**Data shown:**
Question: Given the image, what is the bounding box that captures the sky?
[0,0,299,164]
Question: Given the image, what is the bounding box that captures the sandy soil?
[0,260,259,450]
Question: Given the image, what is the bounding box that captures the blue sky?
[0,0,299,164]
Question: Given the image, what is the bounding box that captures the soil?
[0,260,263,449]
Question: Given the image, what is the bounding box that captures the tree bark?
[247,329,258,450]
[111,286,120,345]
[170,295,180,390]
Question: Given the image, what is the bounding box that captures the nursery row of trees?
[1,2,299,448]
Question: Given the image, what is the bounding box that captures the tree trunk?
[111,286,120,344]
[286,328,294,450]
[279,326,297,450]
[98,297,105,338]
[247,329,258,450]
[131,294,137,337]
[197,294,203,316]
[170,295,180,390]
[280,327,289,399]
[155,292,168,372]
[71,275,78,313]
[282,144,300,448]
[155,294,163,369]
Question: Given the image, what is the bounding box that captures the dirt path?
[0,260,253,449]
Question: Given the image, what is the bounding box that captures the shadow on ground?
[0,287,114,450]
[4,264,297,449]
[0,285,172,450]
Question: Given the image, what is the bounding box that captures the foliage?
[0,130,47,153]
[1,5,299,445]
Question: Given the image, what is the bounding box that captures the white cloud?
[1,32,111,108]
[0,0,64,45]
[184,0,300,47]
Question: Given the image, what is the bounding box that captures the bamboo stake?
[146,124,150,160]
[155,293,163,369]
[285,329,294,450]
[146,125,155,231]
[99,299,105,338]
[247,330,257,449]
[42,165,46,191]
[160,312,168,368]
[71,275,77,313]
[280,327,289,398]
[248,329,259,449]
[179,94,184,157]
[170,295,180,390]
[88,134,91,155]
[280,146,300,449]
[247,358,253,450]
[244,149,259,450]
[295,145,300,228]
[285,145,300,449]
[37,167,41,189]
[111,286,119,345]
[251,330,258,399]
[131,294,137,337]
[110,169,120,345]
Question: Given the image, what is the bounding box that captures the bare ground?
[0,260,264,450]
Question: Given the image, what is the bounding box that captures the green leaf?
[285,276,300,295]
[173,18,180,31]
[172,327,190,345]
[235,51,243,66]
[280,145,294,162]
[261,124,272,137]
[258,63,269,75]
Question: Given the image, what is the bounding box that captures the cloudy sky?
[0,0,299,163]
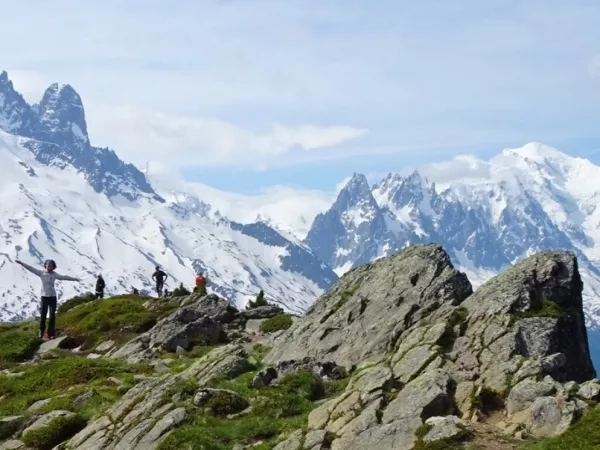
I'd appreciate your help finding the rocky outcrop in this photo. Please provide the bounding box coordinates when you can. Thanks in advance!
[265,244,599,448]
[266,245,473,369]
[64,344,250,449]
[109,294,235,363]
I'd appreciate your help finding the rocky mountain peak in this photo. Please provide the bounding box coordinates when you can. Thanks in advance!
[0,70,160,202]
[38,82,89,146]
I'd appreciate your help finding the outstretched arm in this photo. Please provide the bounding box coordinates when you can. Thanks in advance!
[55,273,80,282]
[15,260,43,277]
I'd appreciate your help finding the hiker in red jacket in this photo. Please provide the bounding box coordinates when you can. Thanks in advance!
[195,272,207,295]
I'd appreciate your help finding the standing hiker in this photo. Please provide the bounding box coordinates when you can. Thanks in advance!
[152,266,168,298]
[194,272,207,295]
[16,258,80,341]
[95,273,105,299]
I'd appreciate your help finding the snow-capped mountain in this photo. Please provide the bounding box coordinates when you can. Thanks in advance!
[305,143,600,367]
[1,71,160,202]
[0,71,337,322]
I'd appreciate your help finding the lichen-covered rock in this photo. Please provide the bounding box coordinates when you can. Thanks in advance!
[422,415,468,442]
[577,379,600,400]
[266,245,473,369]
[240,305,284,320]
[459,251,595,383]
[506,378,556,415]
[528,396,588,438]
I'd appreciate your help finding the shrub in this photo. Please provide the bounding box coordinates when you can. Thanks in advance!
[277,371,325,401]
[259,314,292,334]
[247,290,269,309]
[172,283,191,297]
[21,414,87,450]
[205,391,249,416]
[0,416,23,441]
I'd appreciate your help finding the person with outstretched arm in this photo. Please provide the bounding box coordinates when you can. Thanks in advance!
[16,258,81,341]
[152,266,168,298]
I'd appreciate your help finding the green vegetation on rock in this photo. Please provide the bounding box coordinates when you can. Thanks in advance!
[0,356,146,417]
[21,414,87,450]
[172,282,191,297]
[514,300,565,320]
[57,292,96,314]
[247,289,269,309]
[159,370,333,449]
[0,321,41,368]
[522,406,600,450]
[56,295,159,348]
[259,314,293,333]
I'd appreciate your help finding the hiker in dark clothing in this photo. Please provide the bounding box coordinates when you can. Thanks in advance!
[95,274,105,299]
[16,258,80,341]
[152,266,168,297]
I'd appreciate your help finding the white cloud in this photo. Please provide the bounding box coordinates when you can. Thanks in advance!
[334,176,352,194]
[84,104,367,168]
[398,154,492,187]
[5,69,51,103]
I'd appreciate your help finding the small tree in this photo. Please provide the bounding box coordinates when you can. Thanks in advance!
[247,289,269,309]
[172,282,191,297]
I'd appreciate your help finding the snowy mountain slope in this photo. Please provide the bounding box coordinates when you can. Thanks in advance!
[305,143,600,335]
[0,69,339,322]
[0,129,337,321]
[142,163,332,239]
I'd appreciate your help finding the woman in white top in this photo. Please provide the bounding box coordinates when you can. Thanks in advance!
[16,258,80,341]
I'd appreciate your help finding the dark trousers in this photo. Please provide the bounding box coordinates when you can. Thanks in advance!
[40,296,57,337]
[95,291,104,299]
[156,282,164,297]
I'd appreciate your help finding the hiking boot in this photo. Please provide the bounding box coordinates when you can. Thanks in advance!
[42,332,50,341]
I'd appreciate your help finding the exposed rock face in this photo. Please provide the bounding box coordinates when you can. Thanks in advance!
[458,250,595,383]
[110,294,234,363]
[266,244,599,449]
[266,244,473,369]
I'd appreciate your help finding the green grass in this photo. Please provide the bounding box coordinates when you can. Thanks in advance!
[522,406,600,450]
[57,292,96,314]
[21,413,87,450]
[56,295,159,348]
[514,300,564,320]
[259,314,293,334]
[0,356,147,417]
[0,321,42,368]
[158,370,328,450]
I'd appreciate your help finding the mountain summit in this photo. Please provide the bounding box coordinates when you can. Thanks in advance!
[0,70,160,202]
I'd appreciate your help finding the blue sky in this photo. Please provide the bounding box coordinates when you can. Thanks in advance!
[2,0,600,194]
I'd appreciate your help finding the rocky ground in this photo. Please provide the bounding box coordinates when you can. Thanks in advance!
[1,244,600,449]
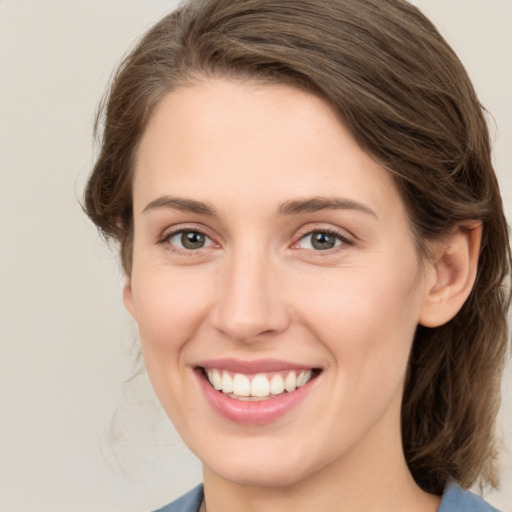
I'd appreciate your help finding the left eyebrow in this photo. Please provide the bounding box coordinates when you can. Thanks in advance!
[279,197,377,218]
[142,196,217,216]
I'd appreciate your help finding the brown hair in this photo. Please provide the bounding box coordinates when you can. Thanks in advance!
[84,0,511,495]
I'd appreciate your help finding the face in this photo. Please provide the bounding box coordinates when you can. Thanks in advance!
[125,79,433,488]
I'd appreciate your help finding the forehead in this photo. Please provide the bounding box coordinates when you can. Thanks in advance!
[134,79,406,223]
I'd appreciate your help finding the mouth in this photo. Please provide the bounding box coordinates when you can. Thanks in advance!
[194,358,323,424]
[198,366,322,401]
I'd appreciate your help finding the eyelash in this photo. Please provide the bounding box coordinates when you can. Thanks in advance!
[158,226,353,255]
[292,228,353,254]
[158,227,217,256]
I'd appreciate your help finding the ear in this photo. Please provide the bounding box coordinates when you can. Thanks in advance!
[419,222,482,328]
[122,276,136,319]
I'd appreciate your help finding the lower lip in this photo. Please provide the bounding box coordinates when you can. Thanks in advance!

**How to complete this task:**
Exact copy, no pictures: please print every record above as written.

**Output:**
Question: Given the image, what is the bounding box that captures the sky?
[0,0,299,164]
Question: Given the image, what is the bounding box that captures the sandy soil?
[0,260,259,450]
Question: Given the image, what is the bounding box that captures the blue sky?
[0,0,299,164]
Question: Given the image, what is the bounding box that captures the soil?
[0,260,263,449]
Question: Given the image, what is the bounding box that captures the tree bark?
[247,329,258,450]
[111,286,120,345]
[170,295,180,390]
Question: Given the image, what is the bounding box that captures the nursery row of trees?
[1,2,299,448]
Question: Given the image, what is the bounding box that captures the tree trunk?
[111,286,120,344]
[286,328,294,450]
[279,326,297,450]
[98,297,105,338]
[247,329,258,450]
[131,294,137,337]
[197,294,203,316]
[170,295,180,390]
[280,327,289,399]
[155,292,168,372]
[71,275,78,313]
[282,144,300,448]
[155,294,163,369]
Question: Given the image, what is the bounding box that captures the dirt path?
[0,260,253,449]
Question: Given the image, what is the bounding box that captures the shadow on ground?
[0,287,114,450]
[4,264,297,449]
[0,285,172,450]
Question: Given the image, what is the bounding box that captures the foliage?
[0,130,47,153]
[1,5,299,445]
Question: Given the image, what is the bounding box that captures the white cloud?
[1,32,111,108]
[0,0,64,45]
[184,0,300,47]
Question: Given the image, what is the bounding box that captures the bamboo stake?
[146,124,150,160]
[155,293,163,369]
[285,329,294,450]
[146,125,155,231]
[99,299,105,338]
[247,330,257,449]
[42,165,46,191]
[160,312,168,368]
[71,275,77,313]
[280,327,289,398]
[248,329,259,449]
[179,94,184,157]
[170,295,180,390]
[88,134,91,155]
[280,146,300,449]
[247,358,253,450]
[244,149,259,450]
[295,145,300,228]
[285,145,300,449]
[37,167,41,189]
[111,286,119,345]
[251,330,258,399]
[131,294,137,337]
[110,169,120,345]
Question: Given the image, what is the bounding box that captures the bare ground?
[0,260,264,450]
Question: Given the image, what is the bounding box that captures the green leaf?
[285,276,300,295]
[173,18,180,31]
[172,327,190,345]
[235,51,243,66]
[280,145,294,162]
[261,124,272,137]
[258,63,269,75]
Question: Given the image, what is the bounding box that captures the cloudy sky?
[0,0,299,163]
I'd appreciate your help finding the rocky outcrop in this photo. Please provide the bounding box coordinates when you can. Thanks in advance!
[265,244,599,448]
[266,245,473,369]
[64,344,250,449]
[109,294,235,363]
I'd appreciate your help finding the rocky mountain peak in this photo. Please provide the bounding box coordinates when you can. Thanks in advance!
[0,70,160,202]
[38,82,89,146]
I'd appreciate your help finding the outstretched arm in this photo. Please provide the bounding box coordinates when you can. Thanks in advance!
[55,273,80,282]
[15,260,43,277]
I'd appreciate your help finding the hiker in red jacket in this photo. Please provide the bounding box coordinates when you can. Thanks in advance!
[195,272,207,295]
I'd appreciate your help finding the standing hiker in this photo. Please provide the bounding box coordinates when you can. Thanks in advance!
[152,266,168,298]
[194,272,207,295]
[16,258,80,341]
[95,273,105,299]
I'd appreciate your help finding the snow-capped mountain in this photo. Please provide the bounding box coordinates when you can. Thanks in advance!
[305,143,600,367]
[1,71,160,202]
[0,71,337,322]
I'd appreciate your help finding the lichen-covered rock in this photo. Please provide the bounding box coordinates when you can. Thanks in advance!
[422,415,468,442]
[577,379,600,400]
[266,245,473,369]
[240,305,284,320]
[459,251,595,383]
[506,378,556,415]
[528,396,588,438]
I'd appreciate your help finding the shrub in this photo. Please provide the bounding box coordinates when you can. Thanks in advance!
[277,371,325,401]
[259,314,292,334]
[247,290,269,309]
[172,283,191,297]
[21,414,87,450]
[205,391,249,416]
[0,416,23,441]
I'd appreciate your help finding the person with outstretched arm in this photo. Please provide the bounding box coordinates when you can. Thanks in advance!
[16,258,81,341]
[152,266,168,298]
I'd appreciate your help finding the green vegetation on rock in this photo. Please provide the bounding box coordinates when you can. Thanks in advance!
[0,356,146,417]
[21,414,87,450]
[172,282,191,297]
[514,300,565,320]
[57,292,96,314]
[247,289,269,309]
[159,370,333,449]
[0,321,41,368]
[522,406,600,450]
[56,295,159,348]
[259,314,293,333]
I'd appreciate your help finding the hiker in dark clothing in this photo. Please provide the bounding box coordinates when you can. Thanks in advance!
[95,274,105,299]
[16,258,80,341]
[152,266,168,297]
I'd appreciate your help finding the white cloud in this photo. Please provide the bounding box coordinates when you can. Thanks in advance!
[334,176,352,194]
[84,104,367,168]
[398,154,492,187]
[5,69,51,103]
I'd appreciate your help finding the small tree in this photo. Please provide the bounding box coordinates when you can. Thanks in advance!
[247,289,269,309]
[172,282,191,297]
I'd appreciate your help finding the snowy mountain slope in this photo. Please provide the bounding box coordinates when you can. Thanks in advance!
[305,143,600,335]
[0,69,339,322]
[0,129,337,321]
[142,163,332,239]
I'd appreciate your help finding the woman in white top in this photo. Please provide the bounding box coordinates when you can. Thanks in advance!
[16,258,80,341]
I'd appreciate your help finding the dark trousers in this photo. Please provide the bounding box coordinates when you can. Thanks in advance!
[40,296,57,337]
[95,291,104,299]
[156,282,164,297]
I'd appreciate your help finding the hiking boot in this photo. Please provide the bounding box coordinates when you can. Thanks in advance!
[42,332,50,341]
I'd appreciate your help finding the exposed rock face in this photo. Please provide the bounding box coordinates when you can. Thanks in advance!
[458,250,595,383]
[110,294,234,363]
[266,244,599,449]
[266,244,473,369]
I'd appreciate your help finding the green grass in this photo. Please provide the bounding box coordinates when you can. Thanks in advance!
[522,406,600,450]
[57,292,96,314]
[21,413,87,450]
[56,295,159,348]
[514,300,564,320]
[259,314,293,334]
[0,356,147,417]
[0,321,42,368]
[158,370,328,450]
I'd appreciate your help finding the mountain summit in this photo. Please provide the bounding box coordinates when you can. Thanks in advance!
[0,70,160,202]
I'd appreciate your help finding the blue sky in this photo. Please provide the bounding box coordinates when you can. Thanks in advance!
[2,0,600,194]
I'd appreciate your help finding the rocky ground in this photo. Please provide the bounding box coordinates when you can. Thanks in advance!
[1,244,600,449]
I'd appreciate your help finding the left eyebrow in this photo. Please provide the bounding box coordinates when you can. Thanks in advance!
[279,197,377,218]
[142,196,217,216]
I'd appreciate your help finding the brown hair in this photo. Please provide the bounding box coordinates when you can. Thanks in advance!
[84,0,511,495]
I'd appreciate your help finding the face in this photo. Please provide the bounding box coordinates when you can. Thanks in advance!
[125,79,433,488]
I'd appreciate your help finding the forehead in this photo. Please provide the bounding box coordinates when you can. Thanks in advance!
[134,79,406,223]
I'd appreciate your help finding the mouth in this photo. Please provide the bounding box coordinates when you can. Thanks in advance!
[194,358,323,424]
[198,366,322,401]
I'd appreciate your help finding the eyelash in this photo. Please provide the bounding box coordinates when you can. Thanks in advance!
[158,226,353,255]
[292,228,353,254]
[158,227,217,256]
I'd appreciate your help finding the ear in this photo. Please provide the bounding box coordinates when you can. Thanks in advance!
[419,222,482,328]
[122,276,136,319]
I'd appreciate your help finding the lower lip in this photo. Please provide the bounding box coordinates when you can. Thanks in advance!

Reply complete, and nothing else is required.